#### Text passage:

Let us work in [math]\mathbb{R}^n[/math] and let us pick a basis [math](e_{1}, e_{2}, \cdots , e_{n})[/math].

 

The general motion of a volume here is via the wedge product - totally antisymmetric product of vectors.

 

[math] Vol(e) = | e_{1}\wedge e_{2} \wedge \cdots \wedge e_{n} | [/math]

 

gives the volume in the basis given above. The absolute value is with respect to the obvious Euclidean norm - we could do something more general here, but not for now.

 

Now let us take some linear transformation - which we know can always be written as a matrix. As a linear operator we have

 

[math]A(e_{1}\wedge e_{2} \wedge \cdots \wedge e_{n}) = A(e_{1})\wedge A( e_{2}) \wedge \cdots \wedge A( e_{n})[/math].

 

As we are working with n vectors in an n-dimensional space and the product is totally antisymmetric the Volume is an element of a one dimensional vector space. Any changes in this volume can always be written as the volume multiplied by some scalar.

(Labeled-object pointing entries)
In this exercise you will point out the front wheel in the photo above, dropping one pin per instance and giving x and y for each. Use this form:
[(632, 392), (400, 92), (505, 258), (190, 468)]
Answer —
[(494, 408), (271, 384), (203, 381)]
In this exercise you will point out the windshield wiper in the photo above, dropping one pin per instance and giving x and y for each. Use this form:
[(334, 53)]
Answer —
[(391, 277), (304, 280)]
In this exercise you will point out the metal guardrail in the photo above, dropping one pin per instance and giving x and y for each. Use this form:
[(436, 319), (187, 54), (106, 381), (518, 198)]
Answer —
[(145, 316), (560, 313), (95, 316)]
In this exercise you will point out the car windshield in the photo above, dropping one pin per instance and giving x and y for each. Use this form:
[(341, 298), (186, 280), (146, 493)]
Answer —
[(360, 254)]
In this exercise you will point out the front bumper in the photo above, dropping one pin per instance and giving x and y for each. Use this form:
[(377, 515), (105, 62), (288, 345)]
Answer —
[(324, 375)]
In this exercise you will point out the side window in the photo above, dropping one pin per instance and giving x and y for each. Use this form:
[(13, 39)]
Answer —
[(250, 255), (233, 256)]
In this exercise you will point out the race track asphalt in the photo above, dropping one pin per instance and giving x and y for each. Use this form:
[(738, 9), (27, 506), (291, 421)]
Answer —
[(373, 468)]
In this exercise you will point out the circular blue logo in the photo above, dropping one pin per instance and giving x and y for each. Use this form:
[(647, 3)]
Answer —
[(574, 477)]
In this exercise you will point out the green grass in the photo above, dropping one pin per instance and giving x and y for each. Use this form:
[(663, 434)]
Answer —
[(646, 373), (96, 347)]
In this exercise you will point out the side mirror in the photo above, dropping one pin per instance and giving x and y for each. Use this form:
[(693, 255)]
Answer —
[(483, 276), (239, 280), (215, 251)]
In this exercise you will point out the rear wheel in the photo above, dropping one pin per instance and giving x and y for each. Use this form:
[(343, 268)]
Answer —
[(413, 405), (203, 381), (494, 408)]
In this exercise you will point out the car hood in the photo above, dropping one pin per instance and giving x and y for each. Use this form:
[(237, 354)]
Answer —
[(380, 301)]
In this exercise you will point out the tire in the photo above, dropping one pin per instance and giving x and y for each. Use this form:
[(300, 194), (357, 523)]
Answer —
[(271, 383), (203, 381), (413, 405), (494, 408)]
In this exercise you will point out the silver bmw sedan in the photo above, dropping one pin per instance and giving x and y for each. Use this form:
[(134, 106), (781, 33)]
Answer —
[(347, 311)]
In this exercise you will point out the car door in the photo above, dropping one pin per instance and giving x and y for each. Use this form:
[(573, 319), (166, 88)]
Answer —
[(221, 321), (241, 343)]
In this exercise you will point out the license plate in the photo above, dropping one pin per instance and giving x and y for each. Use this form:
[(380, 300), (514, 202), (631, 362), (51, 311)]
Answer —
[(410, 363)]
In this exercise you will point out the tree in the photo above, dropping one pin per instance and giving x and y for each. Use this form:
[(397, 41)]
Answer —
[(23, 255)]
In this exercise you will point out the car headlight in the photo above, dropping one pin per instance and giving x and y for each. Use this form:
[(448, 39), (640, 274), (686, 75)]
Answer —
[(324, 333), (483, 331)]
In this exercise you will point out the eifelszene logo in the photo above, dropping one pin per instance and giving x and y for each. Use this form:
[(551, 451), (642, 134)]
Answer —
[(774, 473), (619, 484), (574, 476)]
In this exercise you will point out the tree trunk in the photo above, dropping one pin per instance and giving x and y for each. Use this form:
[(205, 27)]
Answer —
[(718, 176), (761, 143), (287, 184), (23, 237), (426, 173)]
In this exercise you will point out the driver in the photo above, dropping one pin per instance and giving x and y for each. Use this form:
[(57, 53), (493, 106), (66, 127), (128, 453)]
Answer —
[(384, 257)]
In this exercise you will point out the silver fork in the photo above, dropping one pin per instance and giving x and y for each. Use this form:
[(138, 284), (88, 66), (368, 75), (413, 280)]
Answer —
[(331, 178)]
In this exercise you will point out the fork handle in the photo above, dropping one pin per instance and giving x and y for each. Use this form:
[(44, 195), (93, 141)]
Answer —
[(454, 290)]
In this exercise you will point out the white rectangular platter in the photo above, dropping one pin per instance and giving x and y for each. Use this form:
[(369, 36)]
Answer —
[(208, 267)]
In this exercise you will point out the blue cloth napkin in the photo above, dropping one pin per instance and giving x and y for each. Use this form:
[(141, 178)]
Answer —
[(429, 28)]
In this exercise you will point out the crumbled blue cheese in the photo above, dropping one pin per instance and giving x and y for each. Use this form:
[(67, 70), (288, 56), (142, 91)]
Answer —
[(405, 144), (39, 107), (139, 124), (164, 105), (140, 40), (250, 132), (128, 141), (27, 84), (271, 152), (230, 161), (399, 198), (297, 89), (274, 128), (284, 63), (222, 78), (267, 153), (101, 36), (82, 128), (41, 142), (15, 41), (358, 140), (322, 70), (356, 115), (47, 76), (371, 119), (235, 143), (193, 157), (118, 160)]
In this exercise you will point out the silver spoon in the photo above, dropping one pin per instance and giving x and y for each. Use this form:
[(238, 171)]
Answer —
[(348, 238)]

#### Work instructions:
(a) Answer these questions about the passage on the wedge product and volume:
(i) How does the passage describe the wedge product?
(ii) With respect to which norm is the absolute value taken?
(iii) How can any change in the volume always be written?
(b) In the passage on the wedge product and volume, take the part that opens with the words containing "[math] Vol(e) = |" and closes with "not for now.". Rewrite it with "Euclidean" replaced by "standard".
(c) Extend the passage on the wedge product and volume, starting after its last sentence.
The items are separate material and are unrelated to the passage on the wedge product and volume.

#### The answers:
(a)
(i) It is a totally antisymmetric product of vectors.
(ii) The obvious Euclidean norm.
(iii) As the volume multiplied by some scalar.

(b)
[math] Vol(e) = | e_{1}\wedge e_{2} \wedge \cdots \wedge e_{n} | [/math]

 

gives the volume in the basis given above. The absolute value is with respect to the obvious standard norm - we could do something more general here, but not for now.

(c)
Now lets build this linear oeperator - so [math]A(e_{1}) = e_{1}'[/math] etc. Then we see

 

[math]A(e_{1}\wedge e_{2} \wedge \cdots \wedge e_{n}) = \alpha (e_{1}\wedge e_{2} \wedge \cdots \wedge e_{n}) = e_{1}'\wedge e_{2}' \wedge \cdots \wedge e_{n}'[/math]

 

This scalar [math]\alpha[/math] is the determinant of the linear transformation A.

 

So lets do this for the 2d case. Let us take some linear operator that I write as a matrix

 

[math]A = \left(\begin{array}{ll}a & b \\c & d\end{array}\right)[/math]

 

Then look at its action on an arbitary vector and feed this into the wedge product; we obtain

 

[math](ax + by) \wedge (cx +dy) = ac \: x \wedge x + ad \: x \wedge y + bc \: y \wedge x + bd \: y\wedge y[/math].

 

Now remember that the wedge product is totally antisymmetric - which just means antisymmetric when we only have two vectors. So [math]x \wedge x = y \wedge y =0[/math] and we are left with

 

[math](ax + by) \wedge (cx +dy) = (ad - bc) \: x \wedge y[/math],

 

which is what we wanted. You could try the same thing yourself in dimension 3. In higher the same sort of thing works.

 

This also then gives you a solution to question 1. You can use this as a geometric definition of the determinant of a linear transformation.

 

I hope that helps a little :)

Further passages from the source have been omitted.